----- DATA SUPPLIED -----

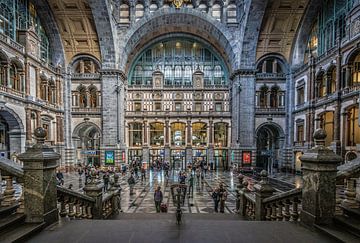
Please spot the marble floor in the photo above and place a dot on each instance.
(142, 201)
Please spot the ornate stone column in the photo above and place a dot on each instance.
(69, 151)
(167, 142)
(319, 166)
(113, 113)
(40, 163)
(188, 141)
(243, 113)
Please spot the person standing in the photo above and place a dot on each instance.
(158, 197)
(191, 186)
(131, 182)
(215, 195)
(106, 178)
(143, 173)
(222, 198)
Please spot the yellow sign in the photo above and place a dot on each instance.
(179, 3)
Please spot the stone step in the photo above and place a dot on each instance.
(21, 233)
(6, 211)
(352, 225)
(338, 233)
(353, 212)
(11, 221)
(186, 216)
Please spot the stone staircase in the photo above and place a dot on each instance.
(345, 228)
(13, 227)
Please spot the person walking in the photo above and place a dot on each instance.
(143, 173)
(158, 197)
(131, 182)
(222, 198)
(106, 178)
(216, 197)
(60, 178)
(191, 186)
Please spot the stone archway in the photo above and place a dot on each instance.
(269, 145)
(12, 133)
(86, 141)
(166, 22)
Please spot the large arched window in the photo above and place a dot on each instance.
(321, 85)
(327, 123)
(263, 96)
(355, 71)
(178, 59)
(220, 134)
(332, 81)
(93, 96)
(353, 128)
(82, 96)
(14, 77)
(135, 134)
(216, 11)
(199, 134)
(153, 7)
(203, 8)
(124, 14)
(156, 134)
(139, 11)
(231, 14)
(178, 134)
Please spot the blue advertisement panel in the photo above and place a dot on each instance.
(109, 157)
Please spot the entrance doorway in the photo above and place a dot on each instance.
(178, 159)
(157, 156)
(221, 159)
(269, 143)
(134, 155)
(199, 156)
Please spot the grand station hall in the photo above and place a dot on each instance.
(179, 121)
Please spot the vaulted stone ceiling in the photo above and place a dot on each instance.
(279, 26)
(76, 25)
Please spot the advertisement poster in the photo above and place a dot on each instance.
(109, 157)
(246, 157)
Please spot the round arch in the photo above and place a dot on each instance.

-----

TO BE DONE>
Copy exactly everything in the listing above, from the line containing "Please spot the vaulted" down to the end of the listing.

RESULT>
Please spot the vaulted stone ceiling in the photo above and place a dot on each instance.
(279, 26)
(76, 25)
Please spot the advertisement poster in the photo above and place a dot on each instance.
(109, 157)
(246, 157)
Please spot the round arch in the photo above and place a dot on each instance.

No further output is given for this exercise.